# Cytowany tekst:
====
MAZAK QT10U Drugie życie :)

Retrofit

Dyskusje na temat innych obrabiarek i systemów sterowania stosowanych w maszynach przemysłowych

251mz
Moderator
Lider FORUM (min. 2000)
Lider FORUM (min. 2000)
Posty w temacie: 4
Posty: 4440
Rejestracja: 27 sie 2004, 21:59
Lokalizacja: Polska

Re: MAZAK QT10U Drugie życie :)

#11

Post napisał: 251mz » 04 sie 2018, 11:55

kamar pisze:Silnik, widzę, zmniejszony

Źle widzisz , oryginał był 5kW
Ten ma 7,5kW , ale możesz go kręcić do 5tyś.




kamar
Lider FORUM (min. 2000)
Lider FORUM (min. 2000)
Posty w temacie: 18
Posty: 16245
Rejestracja: 18 wrz 2010, 06:17
Lokalizacja: Kozienice
Kontakt:

Re: MAZAK QT10U Drugie życie :)

#12

Post napisał: kamar » 04 sie 2018, 12:11

5 000 to nie sztuka, zakręć nim 50 i coś przetocz na fi 400 :)

Awatar użytkownika

Autor tematu
Petroholic
Lider FORUM (min. 2000)
Lider FORUM (min. 2000)
Posty w temacie: 37
Posty: 2688
Rejestracja: 08 gru 2015, 12:23
Lokalizacja: Lublin
Kontakt:

Re: MAZAK QT10U Drugie życie :)

#13

Post napisał: Petroholic » 04 sie 2018, 18:30

251mz pisze: pucha z blachy perforowanej 50cm długie z 2ma przewodami
Właśnie się zastanawiałem co to za cholerstwo :) Myślałem, że jakiś kondensator z oryginału :)
kamar pisze: fi 250 a nie 160 :)
Wg. typu jest 200 wg. wymiaru 210 :)
kamar pisze: Silnik, widzę, zmniejszony a odboczki brak
W oryginale był 5kW DC wg. papierów. Teraz jest 7.5kW AC3F :) Do tego odboczka (tudzież wałek pośredni) jest w połowie wysokości między silnikiem i wrzecionem. Nie mierzyłem jeszcze dokładnie ale "na oko" kręcac silnikiem wrzeciono robi 2/3 obrotu... Przełożenie około 0.66 :) 3 pasy pomiędzy silnikiem i pośredniakiem oraz 3 między pośredniakiem, a wrzecionem... Niestety pośredniak bez sprzęgła tylko na sztywno.

Obrazek


kamar
Lider FORUM (min. 2000)
Lider FORUM (min. 2000)
Posty w temacie: 18
Posty: 16245
Rejestracja: 18 wrz 2010, 06:17
Lokalizacja: Kozienice
Kontakt:

Re: MAZAK QT10U Drugie życie :)

#14

Post napisał: kamar » 04 sie 2018, 19:07

Petroholic pisze:
04 sie 2018, 18:30
Do tego odboczka (tudzież wałek pośredni)
Tudzież ? :) Walek widzę, odboczka to jakby co innego. Silnik jakie ma nominalne obroty ?

Awatar użytkownika

Autor tematu
Petroholic
Lider FORUM (min. 2000)
====
# Dostarczone dane:
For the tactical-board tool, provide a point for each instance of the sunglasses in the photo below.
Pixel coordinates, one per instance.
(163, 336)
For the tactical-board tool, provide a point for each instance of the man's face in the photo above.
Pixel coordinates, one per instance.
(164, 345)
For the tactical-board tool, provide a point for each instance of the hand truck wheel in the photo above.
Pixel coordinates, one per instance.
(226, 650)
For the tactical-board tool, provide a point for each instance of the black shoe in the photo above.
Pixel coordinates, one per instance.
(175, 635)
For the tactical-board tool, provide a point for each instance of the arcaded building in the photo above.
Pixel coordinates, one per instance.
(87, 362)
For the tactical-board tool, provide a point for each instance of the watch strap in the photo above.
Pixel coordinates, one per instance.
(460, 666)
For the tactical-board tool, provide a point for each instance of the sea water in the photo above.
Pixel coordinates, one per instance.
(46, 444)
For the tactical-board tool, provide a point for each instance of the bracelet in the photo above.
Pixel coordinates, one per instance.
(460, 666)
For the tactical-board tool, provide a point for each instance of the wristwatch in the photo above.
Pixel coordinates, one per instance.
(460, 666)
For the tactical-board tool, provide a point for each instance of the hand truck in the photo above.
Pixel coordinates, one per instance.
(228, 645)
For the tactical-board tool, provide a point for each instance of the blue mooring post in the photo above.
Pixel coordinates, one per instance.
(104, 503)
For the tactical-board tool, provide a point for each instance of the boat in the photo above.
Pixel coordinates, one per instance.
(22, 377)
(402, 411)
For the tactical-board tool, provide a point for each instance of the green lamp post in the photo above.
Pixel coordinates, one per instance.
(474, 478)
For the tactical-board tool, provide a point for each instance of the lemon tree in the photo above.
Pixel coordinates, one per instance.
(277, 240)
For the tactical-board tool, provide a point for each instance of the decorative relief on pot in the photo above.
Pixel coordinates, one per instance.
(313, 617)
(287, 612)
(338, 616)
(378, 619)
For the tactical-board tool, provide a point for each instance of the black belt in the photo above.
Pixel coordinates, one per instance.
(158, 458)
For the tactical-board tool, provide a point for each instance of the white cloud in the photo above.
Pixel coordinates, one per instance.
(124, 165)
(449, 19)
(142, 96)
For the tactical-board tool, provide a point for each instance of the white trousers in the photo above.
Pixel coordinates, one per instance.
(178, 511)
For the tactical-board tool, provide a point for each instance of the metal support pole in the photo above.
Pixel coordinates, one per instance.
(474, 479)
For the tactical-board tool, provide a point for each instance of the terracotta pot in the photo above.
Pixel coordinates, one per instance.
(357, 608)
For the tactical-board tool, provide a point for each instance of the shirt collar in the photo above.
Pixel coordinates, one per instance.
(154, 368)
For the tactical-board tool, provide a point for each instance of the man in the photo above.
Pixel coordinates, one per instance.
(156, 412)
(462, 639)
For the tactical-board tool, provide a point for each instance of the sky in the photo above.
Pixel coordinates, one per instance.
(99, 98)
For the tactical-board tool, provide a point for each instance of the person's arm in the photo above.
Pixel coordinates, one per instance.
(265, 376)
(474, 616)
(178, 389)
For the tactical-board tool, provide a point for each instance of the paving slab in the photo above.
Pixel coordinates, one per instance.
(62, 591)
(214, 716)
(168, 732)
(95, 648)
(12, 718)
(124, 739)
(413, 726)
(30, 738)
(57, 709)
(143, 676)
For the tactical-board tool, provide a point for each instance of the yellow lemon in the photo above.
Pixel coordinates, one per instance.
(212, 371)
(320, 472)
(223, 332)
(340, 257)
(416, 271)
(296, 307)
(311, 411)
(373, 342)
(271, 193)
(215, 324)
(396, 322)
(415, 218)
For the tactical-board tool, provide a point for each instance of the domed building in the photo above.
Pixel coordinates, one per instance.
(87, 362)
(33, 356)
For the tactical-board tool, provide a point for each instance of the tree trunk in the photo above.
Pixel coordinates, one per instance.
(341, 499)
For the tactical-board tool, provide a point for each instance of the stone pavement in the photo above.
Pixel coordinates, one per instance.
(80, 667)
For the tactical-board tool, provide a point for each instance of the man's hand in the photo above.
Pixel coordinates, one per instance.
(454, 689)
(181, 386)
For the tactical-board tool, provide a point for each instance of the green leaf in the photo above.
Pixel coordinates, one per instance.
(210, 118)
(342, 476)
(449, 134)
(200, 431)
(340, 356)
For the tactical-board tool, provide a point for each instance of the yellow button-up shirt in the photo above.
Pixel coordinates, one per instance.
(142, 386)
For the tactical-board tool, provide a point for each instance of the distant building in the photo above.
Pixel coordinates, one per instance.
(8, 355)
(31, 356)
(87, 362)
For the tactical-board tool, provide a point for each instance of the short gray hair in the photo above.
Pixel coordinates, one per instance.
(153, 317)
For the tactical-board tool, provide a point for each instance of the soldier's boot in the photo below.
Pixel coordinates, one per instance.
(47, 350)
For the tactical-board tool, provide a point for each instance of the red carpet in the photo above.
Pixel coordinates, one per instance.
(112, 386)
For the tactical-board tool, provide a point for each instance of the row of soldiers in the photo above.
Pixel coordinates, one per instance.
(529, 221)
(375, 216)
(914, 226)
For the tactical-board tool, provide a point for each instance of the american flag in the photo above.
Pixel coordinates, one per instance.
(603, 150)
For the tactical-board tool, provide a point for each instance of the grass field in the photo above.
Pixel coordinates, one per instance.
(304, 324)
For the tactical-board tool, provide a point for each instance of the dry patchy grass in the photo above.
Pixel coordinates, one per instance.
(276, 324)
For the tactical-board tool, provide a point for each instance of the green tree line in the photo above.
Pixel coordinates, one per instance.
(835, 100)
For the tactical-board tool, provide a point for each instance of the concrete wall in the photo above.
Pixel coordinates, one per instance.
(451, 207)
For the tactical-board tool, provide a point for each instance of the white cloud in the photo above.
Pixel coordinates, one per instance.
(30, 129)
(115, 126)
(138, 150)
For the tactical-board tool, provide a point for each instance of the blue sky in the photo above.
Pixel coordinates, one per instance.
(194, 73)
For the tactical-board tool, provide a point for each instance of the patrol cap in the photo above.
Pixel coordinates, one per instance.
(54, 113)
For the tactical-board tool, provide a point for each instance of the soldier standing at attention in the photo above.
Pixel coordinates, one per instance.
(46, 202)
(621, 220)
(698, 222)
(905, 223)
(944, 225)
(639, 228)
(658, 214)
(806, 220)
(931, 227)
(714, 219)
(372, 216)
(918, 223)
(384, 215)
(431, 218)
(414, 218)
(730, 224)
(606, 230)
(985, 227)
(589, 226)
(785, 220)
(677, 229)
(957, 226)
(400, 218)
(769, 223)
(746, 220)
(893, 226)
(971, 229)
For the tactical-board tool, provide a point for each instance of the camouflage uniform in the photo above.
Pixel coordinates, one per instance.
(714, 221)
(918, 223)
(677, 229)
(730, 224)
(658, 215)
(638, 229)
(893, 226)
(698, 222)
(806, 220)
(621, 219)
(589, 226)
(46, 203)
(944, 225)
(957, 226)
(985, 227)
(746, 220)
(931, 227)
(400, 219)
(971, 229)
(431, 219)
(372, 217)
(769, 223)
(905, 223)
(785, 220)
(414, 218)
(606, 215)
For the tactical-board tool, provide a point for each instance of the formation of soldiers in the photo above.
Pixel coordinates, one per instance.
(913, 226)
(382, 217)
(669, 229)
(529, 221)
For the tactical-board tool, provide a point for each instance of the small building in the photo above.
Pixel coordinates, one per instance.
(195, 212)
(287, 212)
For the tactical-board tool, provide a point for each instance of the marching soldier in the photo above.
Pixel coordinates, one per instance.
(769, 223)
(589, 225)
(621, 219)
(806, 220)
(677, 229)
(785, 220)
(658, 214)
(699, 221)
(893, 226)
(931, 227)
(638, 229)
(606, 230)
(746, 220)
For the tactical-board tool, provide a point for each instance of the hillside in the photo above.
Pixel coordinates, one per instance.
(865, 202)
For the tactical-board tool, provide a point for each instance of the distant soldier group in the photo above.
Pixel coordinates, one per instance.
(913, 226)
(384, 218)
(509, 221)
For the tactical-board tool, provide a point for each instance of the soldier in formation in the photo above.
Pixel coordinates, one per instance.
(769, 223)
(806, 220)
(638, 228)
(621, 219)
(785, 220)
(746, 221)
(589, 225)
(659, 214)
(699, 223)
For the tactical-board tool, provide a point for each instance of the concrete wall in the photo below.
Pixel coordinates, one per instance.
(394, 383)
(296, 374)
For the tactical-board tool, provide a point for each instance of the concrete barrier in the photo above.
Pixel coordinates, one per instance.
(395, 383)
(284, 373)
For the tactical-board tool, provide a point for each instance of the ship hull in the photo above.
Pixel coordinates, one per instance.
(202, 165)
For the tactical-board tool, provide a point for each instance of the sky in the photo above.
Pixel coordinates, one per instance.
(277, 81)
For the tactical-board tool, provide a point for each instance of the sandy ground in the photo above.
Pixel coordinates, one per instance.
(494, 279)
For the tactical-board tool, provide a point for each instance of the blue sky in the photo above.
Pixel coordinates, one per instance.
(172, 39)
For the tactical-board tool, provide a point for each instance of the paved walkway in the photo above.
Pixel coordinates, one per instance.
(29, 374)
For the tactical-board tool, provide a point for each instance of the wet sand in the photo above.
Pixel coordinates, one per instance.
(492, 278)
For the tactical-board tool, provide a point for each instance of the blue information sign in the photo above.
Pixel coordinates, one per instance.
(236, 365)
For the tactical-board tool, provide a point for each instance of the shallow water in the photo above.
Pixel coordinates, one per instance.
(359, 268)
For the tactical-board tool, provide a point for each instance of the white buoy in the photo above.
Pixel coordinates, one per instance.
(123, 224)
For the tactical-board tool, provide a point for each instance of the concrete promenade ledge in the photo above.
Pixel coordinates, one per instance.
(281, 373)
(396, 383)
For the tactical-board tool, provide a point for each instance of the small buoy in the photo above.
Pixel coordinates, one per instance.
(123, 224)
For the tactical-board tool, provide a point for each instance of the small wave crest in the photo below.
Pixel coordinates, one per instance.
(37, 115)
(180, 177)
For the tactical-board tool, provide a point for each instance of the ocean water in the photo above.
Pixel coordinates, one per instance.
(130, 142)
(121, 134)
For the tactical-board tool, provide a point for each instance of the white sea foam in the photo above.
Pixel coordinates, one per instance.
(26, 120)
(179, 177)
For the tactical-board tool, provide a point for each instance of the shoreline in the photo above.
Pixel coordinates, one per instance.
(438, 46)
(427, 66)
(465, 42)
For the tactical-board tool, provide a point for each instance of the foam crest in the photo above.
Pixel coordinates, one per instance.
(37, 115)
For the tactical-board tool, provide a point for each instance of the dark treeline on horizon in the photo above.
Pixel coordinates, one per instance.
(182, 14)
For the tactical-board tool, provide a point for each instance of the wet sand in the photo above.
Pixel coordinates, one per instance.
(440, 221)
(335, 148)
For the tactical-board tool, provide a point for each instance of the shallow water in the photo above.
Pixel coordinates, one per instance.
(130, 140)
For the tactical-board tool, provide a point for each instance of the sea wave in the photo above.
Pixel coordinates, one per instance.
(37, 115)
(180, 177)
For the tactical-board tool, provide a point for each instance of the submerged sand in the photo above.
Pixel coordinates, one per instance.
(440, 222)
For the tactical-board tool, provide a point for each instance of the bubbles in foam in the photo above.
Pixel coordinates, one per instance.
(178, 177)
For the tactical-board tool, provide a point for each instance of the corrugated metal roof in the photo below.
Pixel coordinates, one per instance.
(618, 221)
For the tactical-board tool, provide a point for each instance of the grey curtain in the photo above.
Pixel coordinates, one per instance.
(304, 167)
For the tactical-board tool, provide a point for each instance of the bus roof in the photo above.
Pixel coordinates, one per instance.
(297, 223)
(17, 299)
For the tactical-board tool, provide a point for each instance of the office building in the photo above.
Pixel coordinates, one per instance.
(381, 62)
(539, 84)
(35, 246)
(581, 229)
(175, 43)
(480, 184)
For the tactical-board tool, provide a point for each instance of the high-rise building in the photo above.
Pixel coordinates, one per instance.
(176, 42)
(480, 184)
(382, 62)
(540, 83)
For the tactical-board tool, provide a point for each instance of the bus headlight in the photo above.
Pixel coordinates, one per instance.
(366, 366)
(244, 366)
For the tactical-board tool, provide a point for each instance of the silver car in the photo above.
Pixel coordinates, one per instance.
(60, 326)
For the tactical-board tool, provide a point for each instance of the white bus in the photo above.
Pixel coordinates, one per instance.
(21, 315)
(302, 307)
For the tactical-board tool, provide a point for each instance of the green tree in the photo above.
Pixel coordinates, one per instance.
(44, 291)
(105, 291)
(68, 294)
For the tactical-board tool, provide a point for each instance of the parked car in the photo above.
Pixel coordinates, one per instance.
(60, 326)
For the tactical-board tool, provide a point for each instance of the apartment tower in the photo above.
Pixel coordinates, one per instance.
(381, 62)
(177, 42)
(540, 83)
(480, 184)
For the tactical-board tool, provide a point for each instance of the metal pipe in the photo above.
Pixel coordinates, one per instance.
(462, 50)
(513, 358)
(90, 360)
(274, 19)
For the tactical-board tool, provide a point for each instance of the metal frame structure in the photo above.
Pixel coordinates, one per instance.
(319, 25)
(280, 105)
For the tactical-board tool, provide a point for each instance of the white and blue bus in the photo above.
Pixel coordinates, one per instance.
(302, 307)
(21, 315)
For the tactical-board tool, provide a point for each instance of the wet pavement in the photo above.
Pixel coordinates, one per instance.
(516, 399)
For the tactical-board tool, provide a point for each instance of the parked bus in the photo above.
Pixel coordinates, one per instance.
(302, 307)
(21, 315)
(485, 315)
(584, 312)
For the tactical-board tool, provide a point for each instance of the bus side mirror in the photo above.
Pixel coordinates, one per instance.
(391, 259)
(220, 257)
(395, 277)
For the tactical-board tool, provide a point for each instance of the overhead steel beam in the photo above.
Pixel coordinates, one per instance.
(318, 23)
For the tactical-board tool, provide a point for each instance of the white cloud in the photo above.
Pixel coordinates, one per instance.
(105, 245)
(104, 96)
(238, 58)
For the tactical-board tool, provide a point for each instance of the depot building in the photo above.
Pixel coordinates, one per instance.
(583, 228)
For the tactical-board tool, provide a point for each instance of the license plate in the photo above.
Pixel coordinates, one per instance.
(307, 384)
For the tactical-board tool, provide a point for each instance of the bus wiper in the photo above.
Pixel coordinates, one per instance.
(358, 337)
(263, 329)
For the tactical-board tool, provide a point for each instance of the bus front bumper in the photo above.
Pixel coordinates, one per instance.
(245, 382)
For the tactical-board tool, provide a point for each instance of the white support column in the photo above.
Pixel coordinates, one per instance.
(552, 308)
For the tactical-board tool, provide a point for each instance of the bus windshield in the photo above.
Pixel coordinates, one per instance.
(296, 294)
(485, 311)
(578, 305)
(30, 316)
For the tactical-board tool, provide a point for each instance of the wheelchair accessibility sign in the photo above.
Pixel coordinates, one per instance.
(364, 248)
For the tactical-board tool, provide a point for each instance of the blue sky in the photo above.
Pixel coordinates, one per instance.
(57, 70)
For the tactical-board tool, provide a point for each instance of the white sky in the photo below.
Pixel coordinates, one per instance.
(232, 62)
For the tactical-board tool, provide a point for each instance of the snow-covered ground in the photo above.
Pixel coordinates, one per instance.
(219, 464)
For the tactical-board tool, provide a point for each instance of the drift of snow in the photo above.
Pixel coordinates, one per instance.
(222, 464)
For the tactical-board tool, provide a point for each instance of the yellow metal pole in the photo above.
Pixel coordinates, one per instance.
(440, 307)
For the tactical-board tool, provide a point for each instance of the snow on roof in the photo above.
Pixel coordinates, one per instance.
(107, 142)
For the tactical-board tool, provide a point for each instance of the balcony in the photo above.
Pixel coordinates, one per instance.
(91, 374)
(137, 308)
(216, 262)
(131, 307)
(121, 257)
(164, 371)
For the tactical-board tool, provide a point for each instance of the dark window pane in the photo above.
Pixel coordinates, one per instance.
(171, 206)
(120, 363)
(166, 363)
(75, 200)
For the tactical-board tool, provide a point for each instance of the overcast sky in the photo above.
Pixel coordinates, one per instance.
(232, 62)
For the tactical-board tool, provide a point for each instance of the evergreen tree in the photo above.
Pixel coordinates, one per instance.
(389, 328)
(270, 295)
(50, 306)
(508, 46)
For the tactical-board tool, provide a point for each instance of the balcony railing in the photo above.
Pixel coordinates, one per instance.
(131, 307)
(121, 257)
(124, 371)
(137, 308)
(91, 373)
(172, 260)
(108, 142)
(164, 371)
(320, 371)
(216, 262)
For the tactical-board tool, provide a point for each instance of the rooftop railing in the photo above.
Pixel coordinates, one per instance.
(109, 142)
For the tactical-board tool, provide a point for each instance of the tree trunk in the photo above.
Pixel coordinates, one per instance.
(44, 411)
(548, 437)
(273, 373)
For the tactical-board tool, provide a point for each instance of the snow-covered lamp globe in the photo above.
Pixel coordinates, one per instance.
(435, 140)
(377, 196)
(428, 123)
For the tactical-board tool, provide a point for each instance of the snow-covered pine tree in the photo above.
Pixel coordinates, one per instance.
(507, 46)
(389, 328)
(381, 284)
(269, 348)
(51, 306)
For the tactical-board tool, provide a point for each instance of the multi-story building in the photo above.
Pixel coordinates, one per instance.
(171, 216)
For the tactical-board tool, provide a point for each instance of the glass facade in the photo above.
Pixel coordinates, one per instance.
====
# Polecenia:
- a) Jaką moc miał według papierów oryginalny silnik w wątku o MAZAK QT10U?
- b) Podejmij wątek o MAZAK QT10U od miejsca, w którym się kończy.

# Odpowiedzi do poleceń:
- a) Według papierów oryginalny silnik miał 5 kW DC.

- b)
Lider FORUM (min. 2000)
Posty w temacie: 37
Posty: 2688
Rejestracja: 08 gru 2015, 12:23
Lokalizacja: Lublin
Kontakt:

Re: MAZAK QT10U Drugie życie :)

#15

Post napisał: Petroholic » 04 sie 2018, 19:16

Obrazek

Fi400 to ta tokarka raczej w życiu nie zobaczy... Myślę do max fi250-300 będzie...

Stabilne obroty na falowniku od 200 czyli jakieś 130 na wrzecionie...

Jest jeszcze drugie przełożenie na pośredniaku uszkodzone (wyższy bieg) ale można go przerobić na niższy i wtedy 50 obrotów na wrzecionie jest jak najbardziej realne :) 5000rpm na tym biegu to jakieś 3300 na wrzecionie. Myślę, że więcej mi nie potrzeba... W sumie mogę jeszcze je zmniejszyć albo zrobić drugi niższy bieg...

Awatar użytkownika

Autor tematu
Petroholic
Lider FORUM (min. 2000)
Lider FORUM (min. 2000)
Posty w temacie: 37
Posty: 2688
Rejestracja: 08 gru 2015, 12:23
Lokalizacja: Lublin
Kontakt:

Re: MAZAK QT10U Drugie życie :)

#16

Post napisał: Petroholic » 22 sie 2018, 20:45

Żeby nie było, że nic się nie dzieje za chwilę aktualizacja z dzisiaj :)

Dodane 5 minuty 50 sekundy:

I tak na pierwszy ogień poszły nóżki :)

Porządny krążek #20mm ⌀170mm S355 z plazmy. Do tego dotoczone sworznie do oryginalnych nóg śrubowych. Następnie stopy nawiercone, sworznie wciśnięte w otwory i wspawane. Teraz już nikt nie powie, że na kantówkach stoi :D

Obrazek Obrazek

I co najważniejsze - już ustawiona w miejscu docelowym i wypoziomowana :)

Dodane 6 minuty 37 sekundy:

Na deser trochę partyzantki :)

Sprawdzenie układu pneumatycznego. Na początek delikatne nabicie maszyny i na niskim ciśnieniu manualnie sprawdzone elektrozawory. Wszystko ładnie chodziło :)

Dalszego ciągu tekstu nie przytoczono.